THE DATA:
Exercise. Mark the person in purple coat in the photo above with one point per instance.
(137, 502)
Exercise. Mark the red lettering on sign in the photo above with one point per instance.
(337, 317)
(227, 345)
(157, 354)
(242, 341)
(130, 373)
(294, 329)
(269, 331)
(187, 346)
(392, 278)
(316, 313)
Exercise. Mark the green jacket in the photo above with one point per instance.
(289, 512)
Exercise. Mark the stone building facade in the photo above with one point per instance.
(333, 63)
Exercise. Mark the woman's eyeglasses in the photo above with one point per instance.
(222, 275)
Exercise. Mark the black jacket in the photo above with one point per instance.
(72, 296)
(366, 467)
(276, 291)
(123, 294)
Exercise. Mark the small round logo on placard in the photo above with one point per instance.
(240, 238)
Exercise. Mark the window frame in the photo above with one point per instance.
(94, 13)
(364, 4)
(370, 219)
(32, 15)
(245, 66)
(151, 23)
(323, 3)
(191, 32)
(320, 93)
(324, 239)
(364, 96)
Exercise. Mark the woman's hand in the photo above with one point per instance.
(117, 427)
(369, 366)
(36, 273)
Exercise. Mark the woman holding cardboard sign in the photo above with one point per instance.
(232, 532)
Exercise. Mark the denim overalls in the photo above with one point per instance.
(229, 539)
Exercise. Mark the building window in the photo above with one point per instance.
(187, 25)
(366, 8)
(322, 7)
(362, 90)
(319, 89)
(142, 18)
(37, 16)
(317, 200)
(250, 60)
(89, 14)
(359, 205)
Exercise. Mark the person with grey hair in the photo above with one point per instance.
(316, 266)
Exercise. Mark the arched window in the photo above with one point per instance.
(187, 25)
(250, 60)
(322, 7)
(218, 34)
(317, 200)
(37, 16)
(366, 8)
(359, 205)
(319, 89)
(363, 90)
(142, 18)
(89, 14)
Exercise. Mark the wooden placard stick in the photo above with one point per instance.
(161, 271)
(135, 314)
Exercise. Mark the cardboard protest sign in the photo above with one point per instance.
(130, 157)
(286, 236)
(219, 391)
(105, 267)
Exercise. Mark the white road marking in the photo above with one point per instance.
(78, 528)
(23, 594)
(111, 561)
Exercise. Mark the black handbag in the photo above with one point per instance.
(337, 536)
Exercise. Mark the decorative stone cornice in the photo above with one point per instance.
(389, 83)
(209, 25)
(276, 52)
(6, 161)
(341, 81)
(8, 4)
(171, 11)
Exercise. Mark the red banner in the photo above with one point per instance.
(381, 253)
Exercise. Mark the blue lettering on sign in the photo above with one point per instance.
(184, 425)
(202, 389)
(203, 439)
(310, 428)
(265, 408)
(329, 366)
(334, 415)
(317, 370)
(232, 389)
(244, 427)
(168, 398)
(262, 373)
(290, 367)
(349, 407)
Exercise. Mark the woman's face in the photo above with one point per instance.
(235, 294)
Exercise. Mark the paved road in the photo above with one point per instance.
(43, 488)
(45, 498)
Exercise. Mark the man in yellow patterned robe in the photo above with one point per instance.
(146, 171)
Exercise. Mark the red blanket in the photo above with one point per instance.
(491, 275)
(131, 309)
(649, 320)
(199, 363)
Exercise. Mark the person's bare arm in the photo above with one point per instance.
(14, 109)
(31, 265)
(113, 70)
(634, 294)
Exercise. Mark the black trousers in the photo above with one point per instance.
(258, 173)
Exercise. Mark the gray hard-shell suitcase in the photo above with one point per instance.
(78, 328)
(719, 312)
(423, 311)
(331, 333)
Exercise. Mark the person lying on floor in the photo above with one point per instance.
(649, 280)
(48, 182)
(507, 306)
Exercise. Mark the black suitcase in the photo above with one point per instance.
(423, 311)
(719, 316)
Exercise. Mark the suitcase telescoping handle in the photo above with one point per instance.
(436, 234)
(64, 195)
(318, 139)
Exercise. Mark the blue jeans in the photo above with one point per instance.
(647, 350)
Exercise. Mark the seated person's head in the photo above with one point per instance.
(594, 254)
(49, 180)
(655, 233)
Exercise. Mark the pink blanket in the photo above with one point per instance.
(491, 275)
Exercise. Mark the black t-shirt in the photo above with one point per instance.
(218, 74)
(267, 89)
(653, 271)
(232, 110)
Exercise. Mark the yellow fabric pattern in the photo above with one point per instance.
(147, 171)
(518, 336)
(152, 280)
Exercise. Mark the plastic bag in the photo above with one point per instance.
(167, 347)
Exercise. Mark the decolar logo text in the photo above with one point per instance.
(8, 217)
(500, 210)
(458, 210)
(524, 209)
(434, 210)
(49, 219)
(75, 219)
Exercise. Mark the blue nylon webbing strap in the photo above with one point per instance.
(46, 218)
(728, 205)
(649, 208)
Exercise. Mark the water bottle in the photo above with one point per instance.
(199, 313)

AIM: Return every line of the listing above verbatim, in its original order and without any changes.

EXERCISE OUTPUT:
Exercise. Mark the person in purple coat in the photo above with one point per instance.
(137, 502)
Exercise. Mark the red lettering on sign in the photo above with one point per instance.
(337, 317)
(227, 345)
(157, 354)
(242, 341)
(130, 373)
(294, 329)
(269, 331)
(187, 346)
(392, 278)
(316, 313)
Exercise. Mark the green jacket in the photo above with one point per instance.
(289, 512)
Exercise. Mark the stone building facade in the photo above with one point per instance.
(333, 63)
Exercise. Mark the woman's eyeglasses in the photo above with one point per instance.
(222, 275)
Exercise. Mark the black jacket in the photo above with one point per instance.
(72, 296)
(366, 467)
(276, 291)
(123, 294)
Exercise. Mark the small round logo on placard in the photo above with one point per instance.
(240, 238)
Exercise. Mark the window frame in the photo above with one point per instance.
(94, 13)
(364, 4)
(370, 219)
(32, 15)
(245, 66)
(151, 23)
(323, 3)
(191, 32)
(320, 93)
(324, 239)
(364, 96)
Exercise. Mark the woman's hand in the photo above with one point per instance.
(117, 427)
(369, 366)
(36, 273)
Exercise. Mark the woman holding cardboard sign in the photo above with one point per instance.
(232, 532)
Exercise. Mark the denim overalls in the photo above with one point per instance.
(229, 539)
Exercise. Mark the building window in the photo above with one point per instance.
(187, 25)
(366, 8)
(322, 7)
(362, 90)
(319, 89)
(142, 18)
(37, 16)
(317, 200)
(250, 60)
(89, 14)
(359, 205)
Exercise. Mark the person with grey hair in the photo above with one point per instance.
(316, 266)
Exercise. Mark the arched window in the photo above with one point per instance.
(187, 25)
(250, 60)
(322, 7)
(218, 34)
(317, 200)
(37, 16)
(366, 8)
(359, 205)
(319, 89)
(363, 90)
(142, 18)
(89, 14)
Exercise. Mark the wooden placard stick in the photo above with one point per instance.
(161, 271)
(135, 314)
Exercise. Mark the cardboard protest sign in the photo above with one point per instance.
(130, 157)
(286, 236)
(219, 391)
(105, 267)
Exercise. Mark the white road marking in the photo above with one point per instance.
(78, 528)
(23, 594)
(111, 561)
Exercise. Mark the black handbag in the photo above with one point per instance.
(337, 536)
Exercise. Mark the decorative stone cornice in the photo above with one point per instance.
(389, 83)
(209, 25)
(276, 52)
(6, 161)
(341, 81)
(8, 4)
(171, 11)
Exercise. Mark the red banner in the photo above with one point per instance.
(381, 253)
Exercise. Mark the blue lettering on sign in the photo above with one point per instance.
(184, 425)
(202, 389)
(203, 439)
(310, 428)
(265, 408)
(329, 366)
(334, 415)
(317, 370)
(232, 389)
(244, 427)
(168, 398)
(262, 373)
(290, 367)
(349, 407)
Exercise. Mark the woman's face in the photo above with one point per instance.
(235, 294)
Exercise. Mark the paved road in the photo above with one point per instance.
(43, 488)
(45, 498)
Exercise. Mark the man in yellow patterned robe in the photo above with one point per instance.
(146, 171)
Exercise. Mark the red blanket in the photo above with one point per instance.
(491, 275)
(131, 309)
(649, 320)
(199, 363)
Exercise. Mark the person's bare arm in the photo above with one point per instance.
(14, 109)
(31, 265)
(113, 70)
(634, 294)
Exercise. Mark the black trousers in the photo above with one point per instance.
(258, 173)
Exercise. Mark the gray hard-shell suitcase in the photo above with one point per instance.
(78, 328)
(719, 312)
(423, 311)
(331, 333)
Exercise. Mark the person lying on floor in the photo above with one point per instance.
(649, 280)
(48, 182)
(507, 306)
Exercise. Mark the black suitcase in the photo above with one point per instance.
(423, 311)
(719, 316)
Exercise. Mark the suitcase telescoping handle in the photo above with one point per instance.
(436, 234)
(64, 195)
(318, 139)
Exercise. Mark the blue jeans in the photo above with one point per instance.
(647, 350)
Exercise. Mark the seated person's head in the photo above with one point per instance.
(594, 254)
(49, 180)
(655, 233)
Exercise. Mark the pink blanket in the photo above with one point per instance.
(491, 275)
Exercise. Mark the black t-shirt in the photo above with one point per instance.
(218, 74)
(267, 89)
(653, 271)
(232, 110)
Exercise. Mark the yellow fabric pattern in the photo above with one point per instance.
(147, 171)
(518, 336)
(152, 280)
Exercise. Mark the plastic bag in the photo above with one point per instance.
(167, 347)
Exercise. Mark the decolar logo text in the photo above with one point per instance.
(8, 217)
(500, 210)
(458, 210)
(524, 209)
(434, 210)
(49, 219)
(75, 219)
Exercise. Mark the blue nylon webbing strap in the photo above with one point per instance.
(46, 218)
(728, 205)
(649, 208)
Exercise. Mark the water bottle in the photo above with one point per instance.
(199, 313)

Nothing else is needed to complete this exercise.